### ЗАДАНИЯ
- A) Какого числа, согласно отрывку воспоминаний, состоялось официальное открытие «Дома А. Ф. Лосева»?
- B) Приведите продолжение отрывка воспоминаний, начиная сразу после его последнего предложения.

### ВЫБРАННЫЙ ОТРЫВОК
Нет, он думал в этот момент не о почившем — он думал о себе, о своей жизни, о ее смысле, о ему самому отпущенном сроке. Все слова вылетели из моей головы, и в ней калейдоскопично вдруг закружилось то, что, видимо, встало в этот миг перед его мысленным взором: та страшная катастрофа, происшедшая с ним почти десять лет назад, его умирание тогда, дни в реанимации, благополучный исход, мир и покой во вновь обретенном доме[390], вышедшие работы, не написанные еще книги, страшный диагноз прошлого года, непонятная пауза в болезни теперь и весь ужас этой паузы — ужас от неведомого — куда теперь, что теперь, все эти „за что“ и „почему“…
Проклиная себя, свою духовную бестактность, я кое-как выбралась из охватившей меня немоты и перевела тему. Еще прежде взгляд был загашен, веки опущены. Мы простились по-обычному, с полушутливой торжественностью, словно ничего такого, сверхдозволенного, и не было, словно я и не задала ему тот вопрос, который он, видимо, задавал или не в силах был задать себе, а тем более разрешить. Почему этот вопрос был поручен мне? Судьба? Если бы знать…
Я видела его последний раз во время официального открытия „Дома А. Ф. Лосева“, 23 сентября 2004 года. Он сидел почти неподвижный, почти какой-то окаменевший среди суетящейся публики. Но в брошенном на меня взгляде был какой-то неопределенный вопрос, сомнение, тревога. Я знала, что его беспокоит и то, как мы отнесемся к его стремительно, вопреки всем прежним договоренностям, вышедшей книге бесед: поймем, простим его пристрастный взгляд, его трактовки, его ошибки?.. Он бы изумился, осознав, что и я чувствовала себя виновной — не я ли мудрствовала тогда на лестнице о том, что у каждого есть свой долг, свое „задание“, ради которого человек приходит в мир, и жизнь — это только шанс для его воплощения?..

### ЗАПИСИ НАБОРА ДАННЫХ
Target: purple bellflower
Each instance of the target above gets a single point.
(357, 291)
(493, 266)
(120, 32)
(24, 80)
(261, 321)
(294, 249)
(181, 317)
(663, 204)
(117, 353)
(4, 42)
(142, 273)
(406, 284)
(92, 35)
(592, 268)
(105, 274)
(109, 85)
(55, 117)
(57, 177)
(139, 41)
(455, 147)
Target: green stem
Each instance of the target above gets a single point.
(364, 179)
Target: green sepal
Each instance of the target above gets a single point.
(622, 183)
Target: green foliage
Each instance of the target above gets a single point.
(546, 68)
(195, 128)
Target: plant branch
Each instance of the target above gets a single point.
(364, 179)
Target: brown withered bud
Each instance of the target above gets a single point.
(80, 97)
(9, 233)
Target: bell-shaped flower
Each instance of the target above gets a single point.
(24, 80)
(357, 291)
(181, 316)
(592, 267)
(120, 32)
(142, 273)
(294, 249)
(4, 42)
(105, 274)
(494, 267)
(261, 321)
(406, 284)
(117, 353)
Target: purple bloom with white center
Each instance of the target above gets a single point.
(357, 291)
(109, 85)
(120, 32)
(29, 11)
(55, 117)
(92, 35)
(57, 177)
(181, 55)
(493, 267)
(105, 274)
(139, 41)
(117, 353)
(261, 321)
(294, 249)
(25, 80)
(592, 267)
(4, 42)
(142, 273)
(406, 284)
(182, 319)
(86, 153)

### ОТВЕТЫ К ЗАДАНИЯМ
- A) 23 сентября 2004 года.

- B)
Какие бы там ни были ошибки и трактовки, он сделал все, что мог сделать для истории, а в истории не бывает иначе — история и есть летопись трактовок и ошибок. Нет ошибок только в одной книге, в которой все расчислено с верностью до последнего мгновения, до каждого слова и взгляда — в Книге Жизни. Но эту книгу нам самим никогда не прочесть, ибо не нами она пишется».
387
У меня сохранилась забавная программка 3 марта 2004 года памяти Алексея Федоровича (одного камерного домашнего музыкального вечера, Дегтярный пер.), где Володя значится «доктором Философских наук и членом-корр. РАН» (!). Ее мне передал сам Бибихин со своей ремаркой: «Филосовскому дому, единственному в Москве и в своем роде» (достаточно двусмысленно).
388
См. полностью: Тахо-Годи Е. А. Не последняя встреча // Бюллетень Библиотеки «Дом А. Ф. Лосева». Вып. 5. М., 2007. С. 66–69.
389
Речь идет о кончине С. С. Аверинцева, которой предшествовало тяжелейшее состояние (восемь месяцев в коме). С. С. еще раньше грозила смерть, но операция, сделанная в Германии, спасла его и продлила жизнь.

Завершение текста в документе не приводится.